▸ DOCUMENT PASSAGE

* Begin *

Assessing Ayers: Innuendo vs. Information

John McCain is asking a lot of questions about William Ayers. But that doesn't mean he's actually looking for answers.

After a week or so of letting running mate Sarah Palin obsess on the campaign trail over the meaning of Barack Obama's "association" with the unrepentant Weather Underground founder--last week she accused Obama of "palling around with terrorists," for example--McCain himself finally entered the fray yesterday, namedropping Ayers in a new Internet ad, at a rally in Wisconsin and in an interview with ABC's Charlie Gibson.

"We need to know the full extent of the relationship" to judge "whether Senator Obama is telling the truth to the American people or not," McCain said in Wisconsin.

"Where's the truth, Barack?" asked his Web ad.

"I don't care about two washed-up old terrorists that are unrepentant about trying to destroy America," he told Gibson. "But I do care, and Americans should care, about his relationship with him and whether he's being truthful and candid about."

You'll notice that McCain never really bothered to say what we don't know about Obama and Ayers--let alone why what we don't know matters, or what Obama isn't telling the truth about. The point, it seems, is to create a false air of mystery around the Obama-Ayers relationship--and encourage voters to fill in the blanks with their own biases, suspicions and fears. It's the same reason McCain keeps asking "Who is Barack Obama?"

Here's how the strategy works. First, say the word "terrorist." Then characterize the Obama-Ayers relationship as murky, assuming that listeners don't know--or don't care to find out--that Obama has already characterized Ayers' past as "detestable" and discussed how the two crossed paths in Chicago. Next, insinuate that Obama's alleged evasions--and the mere fact that he encountered Ayers at all--call his character into question. And--last but not least--hope voters conclude that Obama is some sort of radical left-wing terrorist-sympathizer unworthy of the Oval Office.

Ultimately, McCain is resorting to innuendo because when it comes to Ayers, he has more to gain from preying on ignorance than providing information. Despite McCain's insinuations about his rival's untruthfulness, the Obama-Ayers backstory isn't all that mysterious. Like other Ayers acquaintances, Obama initially knew the former radical only as a fixture of Chicago's mainstream school-reform community. They were introduced at a coffee Ayers hosted before Obama's first run for office. They served on a schools project and a charitable board together. And they occasionally bumped into each other the streets of Obama's Hyde Park neighborhood. Obama has been pretty clear about all of this--even if it's a subject he's tried to avoid--and objective observers say that "the two men do not appear to have been close." As William C. Ibershof, the chief prosecutor of the Weather Underground in the 1970s, put it in a letter this morning to the New York Times, "because Senator Obama recently served on a board of a charitable organization with Mr. Ayers cannot possibly link the senator to acts perpetrated by Mr. Ayers so many years ago."

* End *

▸ SET PROBLEM
Extend the commentary on John McCain's attacks over William Ayers past its final sentence, writing the next few paragraphs in the same voice.

▸ LISTING
* Begin *

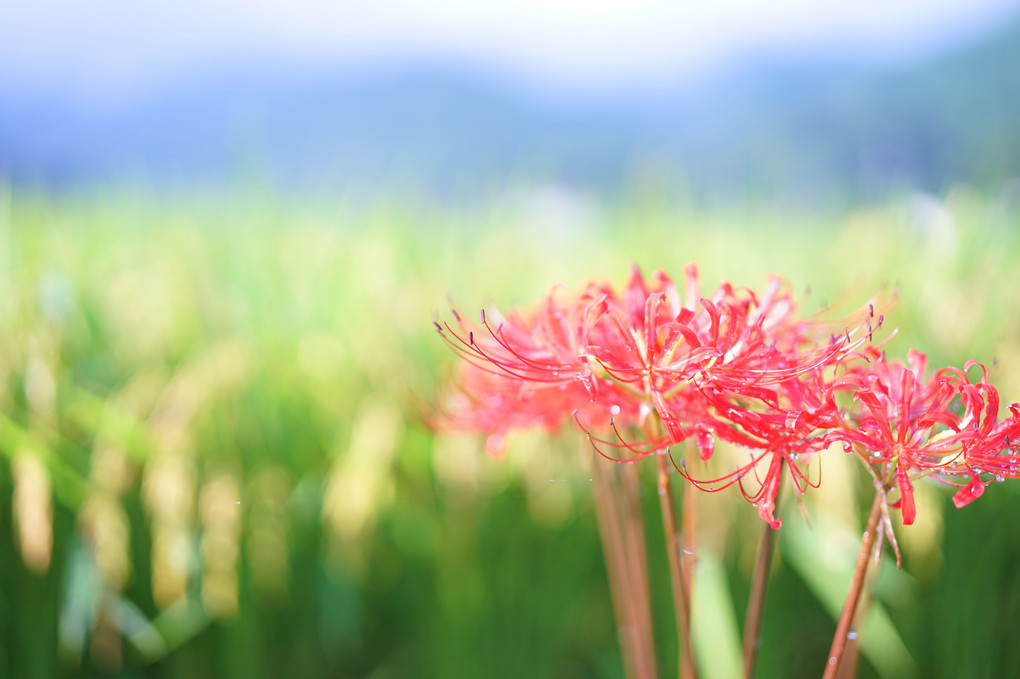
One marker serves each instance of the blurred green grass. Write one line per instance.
(214, 465)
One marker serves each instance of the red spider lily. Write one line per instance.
(786, 425)
(910, 426)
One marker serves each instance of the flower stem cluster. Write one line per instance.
(736, 365)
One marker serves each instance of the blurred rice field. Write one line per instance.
(214, 463)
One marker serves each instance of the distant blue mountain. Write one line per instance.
(788, 127)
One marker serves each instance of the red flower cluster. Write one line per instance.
(736, 365)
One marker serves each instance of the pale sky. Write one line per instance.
(121, 49)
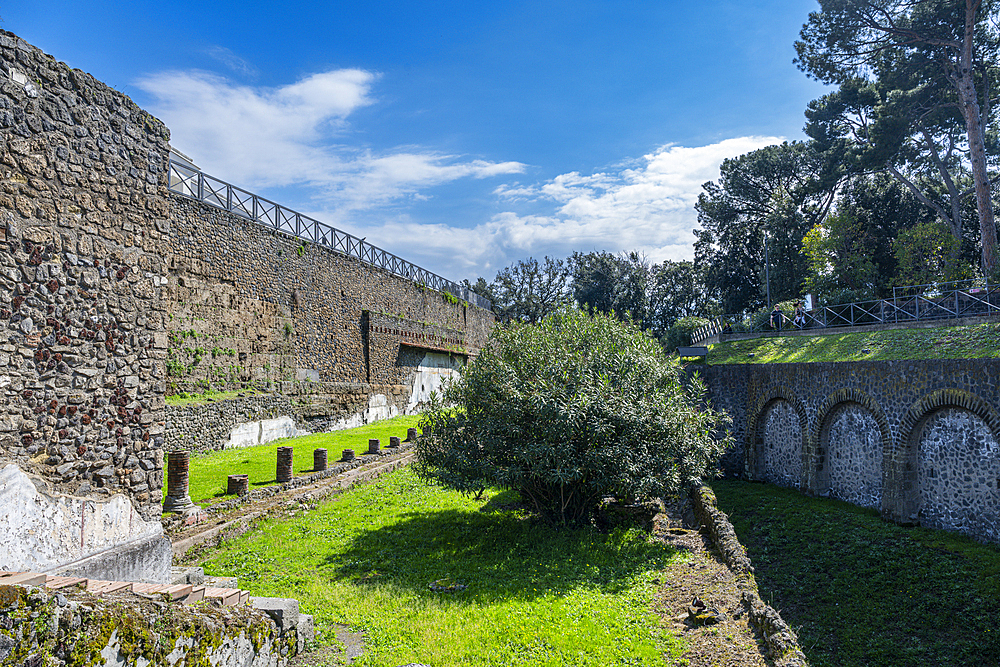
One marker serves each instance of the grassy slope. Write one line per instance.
(862, 592)
(208, 472)
(980, 340)
(535, 595)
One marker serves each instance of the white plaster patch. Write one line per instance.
(433, 372)
(378, 408)
(42, 531)
(262, 432)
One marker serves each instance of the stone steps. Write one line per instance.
(180, 593)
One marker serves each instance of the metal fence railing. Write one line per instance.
(200, 186)
(909, 304)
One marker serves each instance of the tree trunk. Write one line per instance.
(964, 82)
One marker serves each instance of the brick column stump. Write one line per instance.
(284, 469)
(177, 500)
(238, 485)
(319, 460)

* End *

▸ EXPECTED OUTPUT
Many conservative commentators agree. "Does anybody really seriously believe that Barack Obama is a secret left-wing radical?" former Bush speechwriter David Frum recently wrote. "And if not, then what is this fuss and fury supposed to show? It's like Ronald Reagan's opponents trying to beat him by pointing out that Birchers once supported him." Still, some right-wingers have seized on the most substantial link between the pair--their six years (1995-2001) serving together on the board of an educational foundation called the Chicago Annenberg Challenge--as evidence that Obama and Ayers once worked in tandem to advance a radical leftist agenda. "Those who argue that the Ayers connection is important because Ayers is an unrepentant terrorist are emphasizing the wrong part of the Ayers/Obama oeuvre," conservative blogger Neo-Neocon recently wrote. "It's way too much of a stretch to say... that Obama was simpatico with Ayers' terrorist past or with the extremity of his radical beliefs. Annenberg, however, was a whole nother ball game."

Unfortunately, the facts don't support that charge.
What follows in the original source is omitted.